Top of Data to process

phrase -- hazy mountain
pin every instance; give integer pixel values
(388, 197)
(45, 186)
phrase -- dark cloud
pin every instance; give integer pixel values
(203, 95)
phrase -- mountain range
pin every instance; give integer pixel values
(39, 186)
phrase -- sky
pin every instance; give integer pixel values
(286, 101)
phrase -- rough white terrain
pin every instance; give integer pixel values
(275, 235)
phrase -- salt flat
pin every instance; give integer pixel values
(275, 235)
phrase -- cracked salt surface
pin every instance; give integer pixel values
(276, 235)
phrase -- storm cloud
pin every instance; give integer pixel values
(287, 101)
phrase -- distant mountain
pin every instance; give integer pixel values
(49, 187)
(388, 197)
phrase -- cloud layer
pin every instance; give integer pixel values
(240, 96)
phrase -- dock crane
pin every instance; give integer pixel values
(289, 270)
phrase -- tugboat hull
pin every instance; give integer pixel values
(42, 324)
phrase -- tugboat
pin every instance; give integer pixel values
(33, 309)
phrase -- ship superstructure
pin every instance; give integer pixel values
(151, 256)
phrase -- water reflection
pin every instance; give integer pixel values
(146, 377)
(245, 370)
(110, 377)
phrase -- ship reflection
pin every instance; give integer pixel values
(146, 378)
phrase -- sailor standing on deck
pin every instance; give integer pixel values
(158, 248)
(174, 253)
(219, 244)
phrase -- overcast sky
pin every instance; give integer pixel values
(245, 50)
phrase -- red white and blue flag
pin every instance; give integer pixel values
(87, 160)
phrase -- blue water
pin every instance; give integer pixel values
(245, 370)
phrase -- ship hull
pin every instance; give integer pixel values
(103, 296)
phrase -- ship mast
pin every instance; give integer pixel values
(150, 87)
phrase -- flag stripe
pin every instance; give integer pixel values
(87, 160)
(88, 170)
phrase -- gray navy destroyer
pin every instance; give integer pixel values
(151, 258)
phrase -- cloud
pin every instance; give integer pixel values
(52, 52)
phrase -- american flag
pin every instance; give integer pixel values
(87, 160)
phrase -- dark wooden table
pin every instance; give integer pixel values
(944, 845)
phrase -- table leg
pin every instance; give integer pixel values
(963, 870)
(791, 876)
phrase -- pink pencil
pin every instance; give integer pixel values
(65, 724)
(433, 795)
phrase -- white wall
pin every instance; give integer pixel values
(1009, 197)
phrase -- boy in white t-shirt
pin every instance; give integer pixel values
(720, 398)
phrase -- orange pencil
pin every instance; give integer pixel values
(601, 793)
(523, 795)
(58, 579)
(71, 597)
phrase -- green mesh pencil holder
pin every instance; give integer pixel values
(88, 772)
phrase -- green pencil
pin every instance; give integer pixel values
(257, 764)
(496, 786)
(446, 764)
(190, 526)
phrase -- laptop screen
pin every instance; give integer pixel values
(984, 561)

Bottom of Data to process

## How to complete this task
Transcribe all entries word for word.

## The completed task
phrase -- hazy mountain
pin every instance; give integer pixel values
(388, 197)
(45, 186)
phrase -- dark cloud
pin every instance; give integer pixel values
(203, 95)
phrase -- mountain range
pin every instance; give integer pixel values
(39, 186)
phrase -- sky
pin every instance; give integer pixel values
(286, 101)
phrase -- rough white terrain
pin every instance; give integer pixel values
(275, 235)
phrase -- salt flat
pin every instance; give integer pixel values
(275, 235)
phrase -- cracked salt surface
pin every instance; give integer pixel values
(276, 235)
phrase -- storm cloud
pin every instance; give integer pixel values
(287, 101)
phrase -- distant mountain
pin every instance; give integer pixel values
(49, 187)
(388, 197)
phrase -- cloud layer
pin every instance; give integer pixel values
(240, 96)
phrase -- dock crane
pin every instance; give integer pixel values
(289, 270)
phrase -- tugboat hull
pin every instance; give integer pixel values
(42, 324)
phrase -- tugboat
pin every instance; give integer pixel values
(33, 309)
phrase -- ship superstructure
pin every instance; give integer pixel values
(151, 256)
phrase -- water reflection
pin every instance; give integer pixel values
(146, 377)
(245, 370)
(110, 377)
phrase -- ship reflection
pin every instance; give integer pixel values
(146, 378)
phrase -- sailor standing on deck
pin every instance; give integer pixel values
(158, 248)
(174, 253)
(219, 244)
phrase -- overcast sky
pin every instance; give integer pixel values
(245, 50)
phrase -- red white and blue flag
pin every instance; give integer pixel values
(87, 160)
phrase -- blue water
pin every instance; give integer pixel values
(245, 370)
phrase -- ship hull
pin every instance; give integer pixel values
(103, 296)
phrase -- ship mast
pin every instance; give integer pixel values
(150, 87)
phrase -- flag stripe
pin every instance; give integer pixel values
(87, 160)
(88, 170)
phrase -- gray navy destroyer
pin every instance; give integer pixel values
(151, 258)
phrase -- cloud
pin every instance; give integer pixel values
(52, 52)
phrase -- american flag
pin every instance; give integer pixel values
(87, 160)
phrase -- dark wooden table
pin every instance; give integer pixel values
(944, 845)
phrase -- table leg
pin every instance; give integer pixel values
(963, 870)
(791, 876)
phrase -- pink pencil
pin every instance; give integer pixel values
(65, 724)
(433, 795)
phrase -- white wall
pin every instance; give integer pixel values
(1009, 197)
phrase -- boy in white t-shirt
pin every instance; give integer pixel values
(720, 398)
phrase -- orange pencil
pin every instance; give integer pixel values
(601, 793)
(523, 795)
(58, 579)
(71, 597)
phrase -- green mesh pencil holder
pin every instance; give integer pixel values
(88, 772)
phrase -- green pencil
pin every instance; give integer pixel values
(257, 764)
(496, 786)
(446, 764)
(190, 526)
phrase -- laptop screen
pin every instance; give integer pixel values
(984, 561)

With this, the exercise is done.